Written request -
Copy each line of the records below character for character, with no changes.

Available records -
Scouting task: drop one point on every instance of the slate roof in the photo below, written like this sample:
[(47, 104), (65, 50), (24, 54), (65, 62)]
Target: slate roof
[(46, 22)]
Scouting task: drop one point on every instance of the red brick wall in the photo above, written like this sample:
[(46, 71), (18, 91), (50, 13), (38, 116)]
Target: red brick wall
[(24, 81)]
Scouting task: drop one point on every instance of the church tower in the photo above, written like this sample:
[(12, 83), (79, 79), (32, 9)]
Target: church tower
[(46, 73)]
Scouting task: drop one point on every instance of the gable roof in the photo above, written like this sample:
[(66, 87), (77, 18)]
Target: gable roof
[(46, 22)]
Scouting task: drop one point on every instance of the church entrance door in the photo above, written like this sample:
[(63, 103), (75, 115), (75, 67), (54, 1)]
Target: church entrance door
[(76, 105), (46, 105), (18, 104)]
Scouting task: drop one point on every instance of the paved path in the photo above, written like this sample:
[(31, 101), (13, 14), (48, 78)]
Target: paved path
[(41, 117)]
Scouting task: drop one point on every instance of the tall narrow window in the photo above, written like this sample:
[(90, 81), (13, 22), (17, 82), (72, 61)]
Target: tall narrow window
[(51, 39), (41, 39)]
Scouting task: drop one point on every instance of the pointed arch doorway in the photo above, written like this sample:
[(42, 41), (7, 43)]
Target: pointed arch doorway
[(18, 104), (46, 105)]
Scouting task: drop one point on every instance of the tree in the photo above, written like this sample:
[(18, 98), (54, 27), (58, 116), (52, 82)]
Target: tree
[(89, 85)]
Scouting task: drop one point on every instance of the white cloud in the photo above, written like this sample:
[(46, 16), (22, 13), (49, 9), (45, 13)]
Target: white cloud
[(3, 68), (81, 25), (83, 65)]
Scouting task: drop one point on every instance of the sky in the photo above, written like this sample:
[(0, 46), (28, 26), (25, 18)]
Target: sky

Correct result -
Scouting task: drop one point on every instance of the slate roof in the photo below, written like this sample:
[(47, 104), (65, 50), (24, 54), (65, 62)]
Target: slate roof
[(46, 22)]
Scouting task: drop one point on every instance of the red brick wall in the photo above, written like this sample:
[(46, 71), (18, 91), (50, 13), (38, 116)]
Target: red brick wall
[(24, 81)]
Scouting task: drop one point on every instance of the church tower in the photo above, written like this sample:
[(12, 83), (79, 79), (32, 9)]
Target: church tower
[(46, 73)]
Scouting task: drop one point on every instance of the gable roof in the photo above, written like this sample:
[(66, 87), (77, 18)]
Target: gable roof
[(46, 22)]
Scouting task: drop one point on every instance of the church entrance door in the photo above, written like this sample:
[(63, 103), (75, 115), (75, 67), (54, 1)]
Target: church entrance door
[(76, 105), (46, 105), (18, 104)]
Scouting task: drop one point on every instance of the paved path in the photo above, written like this sample:
[(31, 101), (13, 14), (48, 78)]
Target: paved path
[(41, 117)]
Scouting task: drop one point on every instance of the tall narrow window in the photo above, written like this sample:
[(90, 81), (13, 22), (17, 82), (72, 61)]
Target: tall narrow window
[(51, 39), (41, 39)]
Scouting task: drop one point on every instance of the pointed arch doorway in the photo above, written like this sample:
[(42, 41), (7, 43)]
Target: pointed arch doorway
[(18, 104), (46, 105)]
Scouting task: drop one point on every instance of the tree in the photo above, written like this sample:
[(18, 98), (54, 27), (58, 116), (52, 82)]
Target: tree
[(89, 85)]
Scouting task: drop one point on every instance of the white cloud in the photo above, written like this sample:
[(46, 16), (22, 13), (49, 9), (45, 13)]
Target: white cloud
[(3, 68), (81, 25), (83, 65)]
Scouting task: drop one point on every instance of the sky in the photo above, written like this sample:
[(0, 46), (28, 26), (25, 18)]
Target: sky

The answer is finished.